▼

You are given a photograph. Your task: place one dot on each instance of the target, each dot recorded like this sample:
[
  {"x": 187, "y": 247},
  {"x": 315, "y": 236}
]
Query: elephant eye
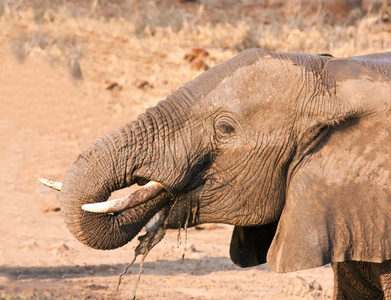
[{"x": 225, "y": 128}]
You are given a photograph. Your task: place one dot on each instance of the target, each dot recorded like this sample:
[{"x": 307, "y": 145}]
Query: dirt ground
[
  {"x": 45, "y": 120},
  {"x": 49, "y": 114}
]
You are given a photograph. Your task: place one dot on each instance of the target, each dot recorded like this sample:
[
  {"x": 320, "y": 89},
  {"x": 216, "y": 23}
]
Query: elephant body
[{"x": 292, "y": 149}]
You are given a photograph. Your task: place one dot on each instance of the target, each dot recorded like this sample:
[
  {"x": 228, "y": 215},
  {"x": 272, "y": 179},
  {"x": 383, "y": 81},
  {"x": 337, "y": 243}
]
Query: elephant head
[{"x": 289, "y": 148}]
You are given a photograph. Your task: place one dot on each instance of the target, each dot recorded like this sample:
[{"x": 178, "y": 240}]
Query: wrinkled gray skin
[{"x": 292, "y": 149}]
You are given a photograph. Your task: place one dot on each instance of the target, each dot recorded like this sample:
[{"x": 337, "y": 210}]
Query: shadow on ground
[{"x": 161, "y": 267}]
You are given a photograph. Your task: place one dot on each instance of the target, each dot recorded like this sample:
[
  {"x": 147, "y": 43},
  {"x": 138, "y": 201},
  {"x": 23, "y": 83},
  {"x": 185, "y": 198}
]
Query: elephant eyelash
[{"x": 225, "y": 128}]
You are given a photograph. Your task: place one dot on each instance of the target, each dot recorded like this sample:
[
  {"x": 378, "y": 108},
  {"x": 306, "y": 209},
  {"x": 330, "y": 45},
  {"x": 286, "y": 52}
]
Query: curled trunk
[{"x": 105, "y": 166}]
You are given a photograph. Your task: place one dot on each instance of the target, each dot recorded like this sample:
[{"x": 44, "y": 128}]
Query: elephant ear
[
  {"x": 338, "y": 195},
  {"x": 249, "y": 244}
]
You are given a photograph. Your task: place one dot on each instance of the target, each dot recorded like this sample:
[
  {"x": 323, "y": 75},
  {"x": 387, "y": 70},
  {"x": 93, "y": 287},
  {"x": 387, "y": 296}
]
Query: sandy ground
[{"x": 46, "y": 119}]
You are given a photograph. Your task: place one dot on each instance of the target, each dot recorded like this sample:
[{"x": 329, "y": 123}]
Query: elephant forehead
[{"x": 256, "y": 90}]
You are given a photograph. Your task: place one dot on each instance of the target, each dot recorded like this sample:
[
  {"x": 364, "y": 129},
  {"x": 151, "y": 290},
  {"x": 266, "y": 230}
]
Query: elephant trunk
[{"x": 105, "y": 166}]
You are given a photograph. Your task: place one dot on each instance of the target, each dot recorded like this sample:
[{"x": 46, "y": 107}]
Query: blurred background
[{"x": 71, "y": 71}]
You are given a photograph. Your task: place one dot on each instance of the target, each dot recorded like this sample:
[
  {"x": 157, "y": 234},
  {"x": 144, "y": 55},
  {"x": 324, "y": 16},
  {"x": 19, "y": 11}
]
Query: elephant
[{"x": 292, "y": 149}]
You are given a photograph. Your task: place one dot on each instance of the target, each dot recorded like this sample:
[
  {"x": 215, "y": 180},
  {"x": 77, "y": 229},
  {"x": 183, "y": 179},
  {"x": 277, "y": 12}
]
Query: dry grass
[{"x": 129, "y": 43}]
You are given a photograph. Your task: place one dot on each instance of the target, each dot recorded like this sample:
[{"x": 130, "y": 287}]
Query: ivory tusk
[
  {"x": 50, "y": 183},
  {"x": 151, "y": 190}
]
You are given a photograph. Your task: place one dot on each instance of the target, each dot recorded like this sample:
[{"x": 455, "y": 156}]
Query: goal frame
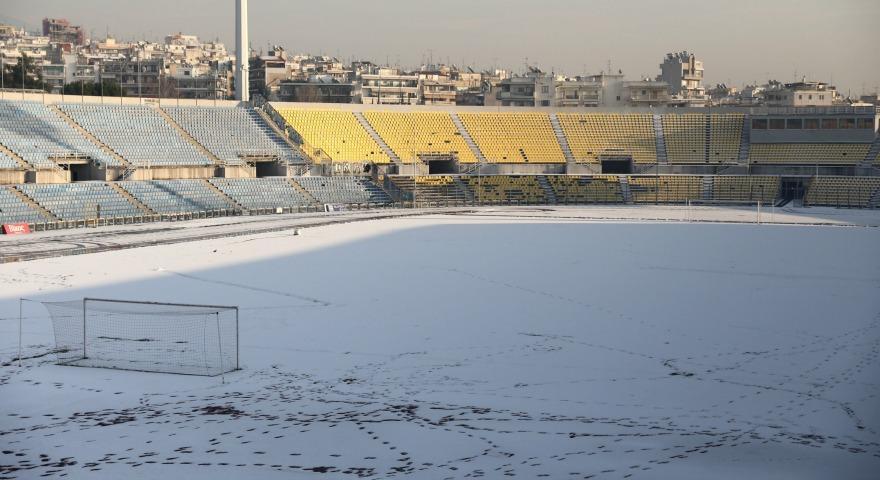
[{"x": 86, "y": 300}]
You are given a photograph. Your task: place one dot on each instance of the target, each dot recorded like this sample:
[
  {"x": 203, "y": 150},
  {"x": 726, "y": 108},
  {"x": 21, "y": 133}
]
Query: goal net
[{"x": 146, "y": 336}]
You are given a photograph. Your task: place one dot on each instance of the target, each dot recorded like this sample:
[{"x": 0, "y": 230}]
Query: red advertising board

▲

Problem requirements: Would you return the records exactly, keeping out every picture?

Answer to this problem:
You are given a photograph. Your task: place one dot on each instance of the target, each dot recorded like this sample:
[
  {"x": 187, "y": 247},
  {"x": 315, "y": 236}
]
Query: elephant eye
[{"x": 225, "y": 128}]
You are given a photograph. Your task: place one dot on each instance of the target, each dot recorded like this sample:
[{"x": 307, "y": 145}]
Query: dirt ground
[
  {"x": 45, "y": 120},
  {"x": 49, "y": 114}
]
You are given a photograph. Your task: place one dot on each instance of the target, each dot recorded like this sample:
[
  {"x": 320, "y": 89},
  {"x": 216, "y": 23}
]
Query: elephant body
[{"x": 292, "y": 149}]
You are given a photograph. Your task: place one dot on each instance of the target, each dot recorded like this sample:
[
  {"x": 228, "y": 215},
  {"x": 272, "y": 179},
  {"x": 383, "y": 81},
  {"x": 337, "y": 243}
]
Query: elephant head
[{"x": 289, "y": 148}]
You are given a photograph. Your task: place one dot on each instance of the target, each dot recorded like this sample:
[{"x": 178, "y": 240}]
Query: wrinkled gray skin
[{"x": 292, "y": 149}]
You are given a photograph. Your task: place one dot on each instance of the target, each dot recorded like this sample:
[{"x": 337, "y": 210}]
Query: shadow on ground
[{"x": 161, "y": 267}]
You are given a photograph. Your task: place one dot on each instance of the target, each dot recorded like this sample:
[
  {"x": 147, "y": 43},
  {"x": 138, "y": 201},
  {"x": 23, "y": 83},
  {"x": 185, "y": 198}
]
Query: elephant eyelash
[{"x": 225, "y": 128}]
You are given a photograph. Your task: place one dot on each instance of the target, each dot recorded like this sample:
[
  {"x": 378, "y": 108},
  {"x": 306, "y": 209},
  {"x": 330, "y": 45},
  {"x": 286, "y": 52}
]
Query: curled trunk
[{"x": 105, "y": 166}]
You are given a photograph. Your task: place one dot on each instance of the target, each dot recorded like this sample:
[{"x": 44, "y": 128}]
Query: elephant ear
[
  {"x": 338, "y": 195},
  {"x": 249, "y": 244}
]
You are given a photograph. Your task: place one dot on each instance of the target, each dot recorded like this sample:
[
  {"x": 323, "y": 75},
  {"x": 387, "y": 70},
  {"x": 93, "y": 287},
  {"x": 387, "y": 296}
]
Query: sandy ground
[{"x": 46, "y": 119}]
You are given a photograph. Your task: place one dot on each instance of the target, each dot recorded like this sample:
[{"x": 329, "y": 123}]
Query: elephant forehead
[{"x": 256, "y": 90}]
You are given a photograph. Your task: place one dot on each instance of the target, each dot recorded like this sample:
[
  {"x": 364, "y": 129},
  {"x": 151, "y": 290},
  {"x": 266, "y": 230}
]
Query: elephant trunk
[{"x": 105, "y": 166}]
You are given a photograph. Your task: place one dot on each instance of the target, each dot recorded like this sample:
[{"x": 46, "y": 107}]
Query: blurred background
[{"x": 71, "y": 71}]
You are given a photograph. Your task: place one dot on each instance of the target, each dot recorded like this sample:
[
  {"x": 157, "y": 234},
  {"x": 144, "y": 55},
  {"x": 324, "y": 16},
  {"x": 19, "y": 11}
]
Query: elephant
[{"x": 292, "y": 149}]
You are given a photograph. Your task: place one dot on each instance of the target, each dot recorded like this sample:
[
  {"x": 215, "y": 180},
  {"x": 77, "y": 229},
  {"x": 183, "y": 179},
  {"x": 277, "y": 12}
]
Query: dry grass
[{"x": 129, "y": 43}]
You are given a photograph. Your task: place one dot on each instance of the target, each dot recorded like this sample:
[{"x": 130, "y": 287}]
Query: ivory tusk
[
  {"x": 50, "y": 183},
  {"x": 151, "y": 190}
]
You are given a photograph. Your task: place one dot on each instance of the target, each dot recorded like this sample:
[{"x": 455, "y": 156}]
Query: goal frame
[{"x": 86, "y": 300}]
You are given a photograph. Your task: place one dot on each instance of the target, each dot recorded like this sample:
[
  {"x": 203, "y": 150},
  {"x": 726, "y": 108},
  {"x": 21, "y": 133}
]
Query: goal net
[{"x": 146, "y": 336}]
You are given a photograph. Your task: place one dot on each instance of the target, each dot recorded like this sample:
[{"x": 0, "y": 230}]
Query: red advertising board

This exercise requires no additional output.